Quiz: Capstone Design Judgment

These questions test your ability to apply the capstone evaluation framework to real scenarios. Questions draw on the rubric dimensions, deployment readiness concepts, and the connection between problem definition and agent design.

Question 1: Rubric Dimension Application — Problem Statement

A participant presents this problem statement: "Our DevOps team wants to use AI to help with our Kubernetes cluster management because we spend a lot of time on operational tasks and AI could make us more efficient."

What rubric score does this problem statement receive, and why?

A) Score 4 — the domain (Kubernetes) and general problem (operational efficiency) are clearly defined B) Score 1 — the statement is vague with no specific task, no frequency, and no time metric; "operational tasks" and "more efficient" are undefined C) Score 3 — it names Kubernetes as the domain, which is specific enough to meet standard D) Score 2 — the team is named and the general direction is clear, but the specific task needs to be named

Show Answer

Correct answer: B) Score 1 — the statement is vague with no specific task, no frequency, and no time metric; "operational tasks" and "more efficient" are undefined

The rubric score 1 description is: "Problem is vague or describes a general direction. No specific task, frequency, or time metric."

This statement scores 1 because:

"Kubernetes cluster management" is a domain, not a task. What specific management task?
"Operational tasks" is undefined. Debugging pod restarts? Reviewing resource utilization? Investigating HPA behavior?
"More efficient" is not quantified. More efficient by how much? Measured how?

The minimum for a score 3 is: a specific operational task named with rough time savings described. "We review Kubernetes events for OOMKilled pods each morning — it takes 15-20 minutes and happens daily" would score 3. Adding the 40%/60% split or incident data would score 4-5.

The domain name alone is not specificity. Every DevOps team uses Kubernetes. The question is: what specific, repeated, measurable task within Kubernetes management does this agent solve?

Question 2: Roadmap Planning — Missing Elements

A participant's 30-day roadmap includes: Week 1: Install Hermes. Week 2: Run the agent. Week 3: Fix any issues. Week 4: Share with team. Month 2: Deploy to production.

According to the roadmap rubric criteria, what is missing from this plan? (Select the most complete answer.)

A) The roadmap is missing Month 2 details — it says "deploy to production" but does not specify which environment B) The roadmap milestones lack success criteria — there is no "done when" statement for any week, and Week 2 does not include documentation of what the agent got right/wrong C) The roadmap is missing a compliance review — production AI deployments require security sign-off D) Week 3 should specify which SKILL.md branches need fixing before proceeding to Week 4

Show Answer

Correct answer: B) The roadmap milestones lack success criteria — there is no "done when" statement for any week, and Week 2 does not include documentation of what the agent got right/wrong

The rubric distinguishes between:

Score 2: generic milestones without connection to the specific agent or success criteria
Score 3: weekly milestones connected to the specific agent, Week 2 includes documentation of accuracy
Score 4: milestones with success criteria — "not just 'run the agent' but 'agent completes one morning review and the RDS lead reviews and approves the output'"

> **Supplied information**:
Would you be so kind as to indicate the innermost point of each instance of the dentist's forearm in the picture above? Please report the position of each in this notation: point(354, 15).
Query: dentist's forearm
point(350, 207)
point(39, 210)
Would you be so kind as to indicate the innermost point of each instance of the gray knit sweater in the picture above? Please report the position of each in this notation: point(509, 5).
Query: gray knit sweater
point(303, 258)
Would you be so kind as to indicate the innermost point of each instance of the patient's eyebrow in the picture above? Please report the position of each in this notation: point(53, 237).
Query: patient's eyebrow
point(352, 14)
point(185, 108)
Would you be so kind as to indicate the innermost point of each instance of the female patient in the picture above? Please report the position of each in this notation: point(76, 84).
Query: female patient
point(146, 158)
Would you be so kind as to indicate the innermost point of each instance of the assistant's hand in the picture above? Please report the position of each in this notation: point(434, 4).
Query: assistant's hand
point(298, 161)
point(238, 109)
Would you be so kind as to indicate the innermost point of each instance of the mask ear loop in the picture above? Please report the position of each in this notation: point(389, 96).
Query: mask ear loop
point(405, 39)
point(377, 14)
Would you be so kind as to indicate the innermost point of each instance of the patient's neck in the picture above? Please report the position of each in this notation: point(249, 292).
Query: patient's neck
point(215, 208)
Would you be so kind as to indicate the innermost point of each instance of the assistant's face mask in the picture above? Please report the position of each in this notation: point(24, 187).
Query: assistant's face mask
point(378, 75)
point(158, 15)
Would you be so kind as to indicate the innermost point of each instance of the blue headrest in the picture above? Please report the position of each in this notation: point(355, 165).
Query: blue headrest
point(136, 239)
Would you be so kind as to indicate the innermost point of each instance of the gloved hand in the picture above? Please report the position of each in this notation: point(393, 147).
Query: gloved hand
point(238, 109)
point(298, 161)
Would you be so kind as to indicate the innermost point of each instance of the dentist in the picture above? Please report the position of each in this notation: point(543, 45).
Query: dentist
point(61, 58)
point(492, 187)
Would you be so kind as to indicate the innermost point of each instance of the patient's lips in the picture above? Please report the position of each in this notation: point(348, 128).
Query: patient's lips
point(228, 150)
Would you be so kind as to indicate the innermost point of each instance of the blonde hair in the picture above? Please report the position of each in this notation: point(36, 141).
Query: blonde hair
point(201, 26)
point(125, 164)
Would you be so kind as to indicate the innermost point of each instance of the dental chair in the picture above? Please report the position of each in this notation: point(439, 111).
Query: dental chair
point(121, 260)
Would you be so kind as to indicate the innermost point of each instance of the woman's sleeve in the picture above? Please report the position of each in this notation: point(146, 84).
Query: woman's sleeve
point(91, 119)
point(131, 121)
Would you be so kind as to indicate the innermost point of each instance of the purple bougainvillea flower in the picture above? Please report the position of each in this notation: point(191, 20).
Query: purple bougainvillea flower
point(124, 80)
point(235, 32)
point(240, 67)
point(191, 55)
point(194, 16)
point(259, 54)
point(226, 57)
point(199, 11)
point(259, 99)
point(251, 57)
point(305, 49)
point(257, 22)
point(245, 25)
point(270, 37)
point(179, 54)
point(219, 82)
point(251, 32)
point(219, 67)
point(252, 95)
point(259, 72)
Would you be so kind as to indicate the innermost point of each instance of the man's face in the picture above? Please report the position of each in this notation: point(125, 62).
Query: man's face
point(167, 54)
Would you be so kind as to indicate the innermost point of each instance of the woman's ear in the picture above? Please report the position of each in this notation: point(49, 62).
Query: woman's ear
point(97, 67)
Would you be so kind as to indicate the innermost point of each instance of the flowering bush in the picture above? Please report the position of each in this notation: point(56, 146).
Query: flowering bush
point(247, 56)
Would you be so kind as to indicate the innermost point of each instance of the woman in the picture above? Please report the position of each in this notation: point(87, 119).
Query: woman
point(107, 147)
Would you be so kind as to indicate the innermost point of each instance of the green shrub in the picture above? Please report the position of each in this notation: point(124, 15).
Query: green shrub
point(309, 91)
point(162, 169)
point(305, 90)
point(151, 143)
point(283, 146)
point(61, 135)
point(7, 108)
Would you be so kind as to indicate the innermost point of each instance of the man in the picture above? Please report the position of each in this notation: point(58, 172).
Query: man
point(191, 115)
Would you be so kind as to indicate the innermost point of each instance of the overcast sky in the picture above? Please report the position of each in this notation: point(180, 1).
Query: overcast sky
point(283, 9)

> **Given instruction 1**:
Answer these questions from the capstone quiz:
(a) In the sample statement about OOMKilled pods, how long does the morning review take?
(b) What does the participant's roadmap plan for Week 2?
(c) According to the rubric, what must Week 2 include for a roadmap to score 3?
> **Given instruction 2**: Extend the capstone quiz beyond its last line.
The items have no connection to the capstone quiz.

> **Task answer 1**:
(a) It takes 15-20 minutes.
(b) Run the agent.
(c) Documentation of accuracy.

> **Task answer 2**:
This roadmap is a score 2 at best. "Run the agent" (Week 2) is a milestone without a success criterion — it does not specify what "success" looks like when the agent runs, what will be documented, or how accuracy will be measured. Week 3 ("fix any issues") is not connected to the Week 2 documentation exercise.

Option D is partially right but incomplete — specifying which SKILL.md branches to fix is important, but the root problem is the missing success criteria across all weeks.

Question 3: Design Pattern Recall — Capstone Scenario

A participant is building a capstone agent that monitors AWS Cost Explorer data on a weekly basis, identifies spending anomalies, and sends a structured report to the finance operations channel with the top 3 anomalies, likely causes, and recommended actions. The agent does not modify any AWS resources.

Which pattern and autonomy level best fit this agent?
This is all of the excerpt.